▽
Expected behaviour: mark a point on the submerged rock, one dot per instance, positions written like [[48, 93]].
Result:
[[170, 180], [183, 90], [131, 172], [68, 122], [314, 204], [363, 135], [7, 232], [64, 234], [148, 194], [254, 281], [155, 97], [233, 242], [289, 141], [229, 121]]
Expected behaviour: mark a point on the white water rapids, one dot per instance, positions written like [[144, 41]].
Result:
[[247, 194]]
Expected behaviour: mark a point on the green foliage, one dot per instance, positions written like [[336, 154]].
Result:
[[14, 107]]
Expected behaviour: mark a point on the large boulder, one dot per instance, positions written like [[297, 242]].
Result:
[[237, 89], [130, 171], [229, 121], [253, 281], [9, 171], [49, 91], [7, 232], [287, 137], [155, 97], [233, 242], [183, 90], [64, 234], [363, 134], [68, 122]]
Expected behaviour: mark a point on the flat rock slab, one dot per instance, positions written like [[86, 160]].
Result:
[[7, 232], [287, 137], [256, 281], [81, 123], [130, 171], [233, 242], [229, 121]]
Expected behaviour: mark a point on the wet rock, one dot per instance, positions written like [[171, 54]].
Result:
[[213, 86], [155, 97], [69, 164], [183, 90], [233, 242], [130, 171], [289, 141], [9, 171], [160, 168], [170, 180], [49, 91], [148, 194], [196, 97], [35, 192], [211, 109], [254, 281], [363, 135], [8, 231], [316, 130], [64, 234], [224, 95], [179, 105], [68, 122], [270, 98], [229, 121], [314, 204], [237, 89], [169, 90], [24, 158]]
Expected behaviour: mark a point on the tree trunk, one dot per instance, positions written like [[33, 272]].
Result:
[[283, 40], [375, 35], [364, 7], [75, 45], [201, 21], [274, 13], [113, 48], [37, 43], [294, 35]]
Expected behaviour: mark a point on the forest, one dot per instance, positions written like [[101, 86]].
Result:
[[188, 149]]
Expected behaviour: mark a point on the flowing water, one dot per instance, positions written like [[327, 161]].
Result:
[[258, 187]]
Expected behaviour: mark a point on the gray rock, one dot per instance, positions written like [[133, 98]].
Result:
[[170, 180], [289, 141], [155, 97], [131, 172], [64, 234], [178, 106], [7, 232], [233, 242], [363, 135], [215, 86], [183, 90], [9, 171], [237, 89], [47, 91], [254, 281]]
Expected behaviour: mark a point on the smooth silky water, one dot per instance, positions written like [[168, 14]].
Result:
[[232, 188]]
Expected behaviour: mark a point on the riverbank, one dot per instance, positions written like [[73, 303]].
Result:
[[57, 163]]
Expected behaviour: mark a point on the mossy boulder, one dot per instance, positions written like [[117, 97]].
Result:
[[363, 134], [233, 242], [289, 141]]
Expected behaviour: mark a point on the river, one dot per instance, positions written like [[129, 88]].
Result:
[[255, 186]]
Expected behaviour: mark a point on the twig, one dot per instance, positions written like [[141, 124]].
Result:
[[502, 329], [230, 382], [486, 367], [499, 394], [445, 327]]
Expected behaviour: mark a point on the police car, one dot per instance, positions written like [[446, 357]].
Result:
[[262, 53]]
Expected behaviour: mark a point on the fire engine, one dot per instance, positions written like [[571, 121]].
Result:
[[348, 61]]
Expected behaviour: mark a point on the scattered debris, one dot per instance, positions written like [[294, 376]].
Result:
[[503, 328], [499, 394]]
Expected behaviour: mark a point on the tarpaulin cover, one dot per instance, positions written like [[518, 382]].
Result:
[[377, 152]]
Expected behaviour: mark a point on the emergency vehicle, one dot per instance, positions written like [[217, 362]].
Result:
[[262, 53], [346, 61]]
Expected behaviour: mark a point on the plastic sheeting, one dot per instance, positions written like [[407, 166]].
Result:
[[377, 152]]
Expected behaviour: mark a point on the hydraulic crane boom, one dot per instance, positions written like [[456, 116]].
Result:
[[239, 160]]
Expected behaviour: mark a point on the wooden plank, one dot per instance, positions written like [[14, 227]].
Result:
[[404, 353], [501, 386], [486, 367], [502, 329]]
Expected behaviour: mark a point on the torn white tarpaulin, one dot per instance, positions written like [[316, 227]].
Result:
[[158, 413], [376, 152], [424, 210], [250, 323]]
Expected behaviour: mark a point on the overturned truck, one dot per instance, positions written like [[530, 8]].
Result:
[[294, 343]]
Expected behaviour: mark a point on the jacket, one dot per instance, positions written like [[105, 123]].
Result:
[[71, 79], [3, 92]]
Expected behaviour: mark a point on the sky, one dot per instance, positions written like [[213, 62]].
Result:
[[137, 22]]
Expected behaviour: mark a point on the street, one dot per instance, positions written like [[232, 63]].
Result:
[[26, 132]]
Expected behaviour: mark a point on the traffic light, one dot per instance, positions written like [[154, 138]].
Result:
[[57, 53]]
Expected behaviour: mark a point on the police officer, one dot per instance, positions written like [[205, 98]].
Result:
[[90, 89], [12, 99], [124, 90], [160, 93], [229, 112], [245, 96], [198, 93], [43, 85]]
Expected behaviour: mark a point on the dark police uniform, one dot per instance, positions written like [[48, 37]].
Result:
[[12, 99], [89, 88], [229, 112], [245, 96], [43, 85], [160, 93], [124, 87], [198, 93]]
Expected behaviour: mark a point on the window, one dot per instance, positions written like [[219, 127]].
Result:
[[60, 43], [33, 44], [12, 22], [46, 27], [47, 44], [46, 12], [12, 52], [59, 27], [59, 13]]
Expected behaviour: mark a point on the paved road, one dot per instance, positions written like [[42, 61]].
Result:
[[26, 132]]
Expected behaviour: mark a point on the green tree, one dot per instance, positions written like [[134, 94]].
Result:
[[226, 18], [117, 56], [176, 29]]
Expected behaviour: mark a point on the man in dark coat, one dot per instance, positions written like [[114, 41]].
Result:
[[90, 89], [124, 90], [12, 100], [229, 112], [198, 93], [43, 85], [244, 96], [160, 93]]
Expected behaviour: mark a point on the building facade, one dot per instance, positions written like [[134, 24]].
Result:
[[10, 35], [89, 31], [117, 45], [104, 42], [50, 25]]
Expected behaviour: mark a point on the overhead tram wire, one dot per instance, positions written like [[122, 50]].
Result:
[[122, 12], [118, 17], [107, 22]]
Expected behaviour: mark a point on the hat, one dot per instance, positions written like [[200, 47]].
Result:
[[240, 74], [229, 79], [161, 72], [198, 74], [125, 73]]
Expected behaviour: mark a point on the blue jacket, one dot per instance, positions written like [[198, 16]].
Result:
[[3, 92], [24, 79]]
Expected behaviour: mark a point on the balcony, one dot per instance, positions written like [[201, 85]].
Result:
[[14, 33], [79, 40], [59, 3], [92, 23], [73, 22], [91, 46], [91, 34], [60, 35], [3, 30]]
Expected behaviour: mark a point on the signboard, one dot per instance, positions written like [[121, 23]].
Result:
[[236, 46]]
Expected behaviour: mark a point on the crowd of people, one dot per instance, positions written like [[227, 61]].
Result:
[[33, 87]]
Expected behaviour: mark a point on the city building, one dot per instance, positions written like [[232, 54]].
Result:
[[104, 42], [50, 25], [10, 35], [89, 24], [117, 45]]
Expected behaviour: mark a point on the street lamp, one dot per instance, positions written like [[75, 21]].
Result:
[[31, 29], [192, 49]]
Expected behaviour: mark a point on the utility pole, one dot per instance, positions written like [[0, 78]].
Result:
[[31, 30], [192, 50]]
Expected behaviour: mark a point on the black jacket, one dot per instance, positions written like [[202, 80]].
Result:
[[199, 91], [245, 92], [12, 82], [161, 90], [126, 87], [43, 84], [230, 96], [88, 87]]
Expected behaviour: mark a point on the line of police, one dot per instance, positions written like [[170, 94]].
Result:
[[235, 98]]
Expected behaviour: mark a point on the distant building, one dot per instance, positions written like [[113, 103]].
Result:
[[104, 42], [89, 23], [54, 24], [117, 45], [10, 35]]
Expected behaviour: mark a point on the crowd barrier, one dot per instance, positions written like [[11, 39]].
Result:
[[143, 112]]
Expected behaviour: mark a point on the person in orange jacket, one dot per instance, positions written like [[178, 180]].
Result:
△
YOUR TASK:
Copy the material word for word, starting at its first line and stopping after the line that contains "[[247, 194]]".

IN RESPONSE:
Expected behaviour: mark a point on the submerged rock, one dot per instance, positions written like [[48, 93]].
Result:
[[170, 180], [183, 90], [131, 172], [68, 122], [314, 204], [363, 135], [7, 232], [64, 234], [148, 194], [254, 281], [155, 97], [233, 242], [289, 141], [229, 121]]
Expected behaviour: mark a point on the white water rapids, one dot per instance, positions written like [[144, 41]].
Result:
[[247, 194]]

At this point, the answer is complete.